> **Request**
Give every line of the records below as a numbered list, skipping blank lines and leaving out the pictures.

> **Records shown**

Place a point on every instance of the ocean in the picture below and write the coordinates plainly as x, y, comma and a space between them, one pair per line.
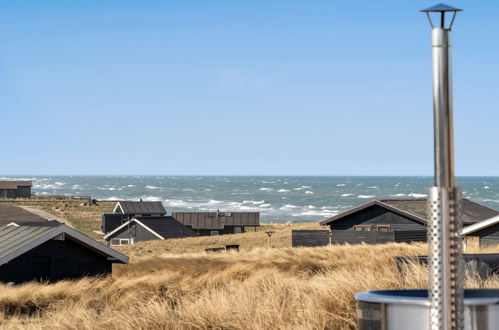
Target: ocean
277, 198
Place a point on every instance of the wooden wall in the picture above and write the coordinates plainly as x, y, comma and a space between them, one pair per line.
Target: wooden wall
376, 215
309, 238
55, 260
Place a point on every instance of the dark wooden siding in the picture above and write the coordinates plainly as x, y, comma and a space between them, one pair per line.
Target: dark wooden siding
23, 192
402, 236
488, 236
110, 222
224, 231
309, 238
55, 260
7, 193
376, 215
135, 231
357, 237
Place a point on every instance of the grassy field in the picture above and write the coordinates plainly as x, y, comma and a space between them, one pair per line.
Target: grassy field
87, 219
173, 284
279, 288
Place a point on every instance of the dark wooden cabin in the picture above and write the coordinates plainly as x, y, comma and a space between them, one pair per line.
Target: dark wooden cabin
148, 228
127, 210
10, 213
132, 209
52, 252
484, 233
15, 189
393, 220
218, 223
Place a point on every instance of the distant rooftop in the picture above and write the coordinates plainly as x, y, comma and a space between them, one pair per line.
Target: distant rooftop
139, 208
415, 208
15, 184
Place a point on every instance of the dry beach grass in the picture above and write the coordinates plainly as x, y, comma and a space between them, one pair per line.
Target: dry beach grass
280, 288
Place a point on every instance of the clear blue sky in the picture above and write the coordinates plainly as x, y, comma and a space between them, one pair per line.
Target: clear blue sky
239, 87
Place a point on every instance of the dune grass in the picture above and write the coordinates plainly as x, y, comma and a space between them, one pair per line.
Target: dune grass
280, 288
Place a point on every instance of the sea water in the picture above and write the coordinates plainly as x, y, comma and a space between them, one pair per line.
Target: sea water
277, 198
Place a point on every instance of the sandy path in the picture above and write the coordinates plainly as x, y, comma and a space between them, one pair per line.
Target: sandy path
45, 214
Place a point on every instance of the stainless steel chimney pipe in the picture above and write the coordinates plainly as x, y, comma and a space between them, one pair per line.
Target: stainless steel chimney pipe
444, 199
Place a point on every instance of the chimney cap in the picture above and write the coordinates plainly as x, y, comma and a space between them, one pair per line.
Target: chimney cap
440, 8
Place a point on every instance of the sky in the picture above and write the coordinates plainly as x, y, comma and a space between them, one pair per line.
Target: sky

> **Solution to the problem**
1. Place a point on every instance of the ocean in the picture below and write the coordinates plainly as x, y, comma and a space between them, one pair per line.
2. Target: ocean
3. 277, 198
4. Place a point on every instance of the wooden wall in the picture above and write the coordinates plainly as x, y, comma and a space between them, one pair per line.
5. Target: wooden wall
6. 376, 215
7. 309, 238
8. 55, 260
9. Place a point on every instance of the dark wooden siding in the picture above and write the coordinates plainly as x, y, comma and a space between them, one pair per line.
10. Target: dark wooden siding
11. 23, 192
12. 402, 236
13. 488, 236
14. 110, 222
15. 224, 231
16. 309, 238
17. 55, 260
18. 7, 193
19. 376, 215
20. 135, 231
21. 357, 237
22. Place a point on every instance of the grassy field in the picture above and write the coordinates plainly as x, y, comma and a space between them, one pair per line.
23. Target: grassy field
24. 87, 219
25. 173, 284
26. 279, 288
27. Place a point on every instance of the dark wooden cabin in the picture above and write the coordinates plainly as x, y, comma and a space between them, one pair per line.
28. Target: dark wooden cabin
29. 148, 228
30. 127, 210
31. 10, 213
32. 132, 209
33. 52, 252
34. 484, 233
35. 15, 189
36. 393, 220
37. 218, 223
38. Place a point on every instance of the distant rooftop in the picture above and write the coordinates plainly as x, y, comma and a space between them, one pair per line.
39. Target: distant rooftop
40. 139, 208
41. 415, 208
42. 15, 184
43. Place a point on every instance of the dry beach grass in the picture above and write the coordinates plainly as x, y, comma and a space between them, one pair per line.
44. Target: dry beach grass
45. 280, 288
46. Place a point on every instance of the clear blue sky in the picture above and write the coordinates plainly as x, y, comma and a space between them, one pair per line.
47. Target: clear blue sky
48. 239, 87
49. Place a point on every instance of the dune grass in the picture above and write the coordinates plainly as x, y, comma and a space between them, one pair per line.
50. Target: dune grass
51. 280, 288
52. Place a point on every instance of the sea water in the picture above and write the coordinates plainly as x, y, comma and a space between them, one pair per line.
53. Target: sea water
54. 277, 198
55. Place a point on every instance of the sandy path in the picture above and write the coordinates plainly as x, y, comma and a space between them, one pair per line.
56. Target: sandy path
57. 45, 214
58. Place a point on every instance of the stainless steel chimney pipe in the picture above and write the coordinates plainly as x, y, comma and a space between them, one pair per line.
59. Target: stainless steel chimney pipe
60. 444, 199
61. Place a point on every instance of the chimney cap in the picture above and write the coordinates plainly as x, y, comma and a space between them, one pair per line.
62. Target: chimney cap
63. 440, 8
64. Place a point on every instance of the sky in the picture above and write the coordinates plainly as x, y, comma and a space between them, one pair per line.
65. Target: sky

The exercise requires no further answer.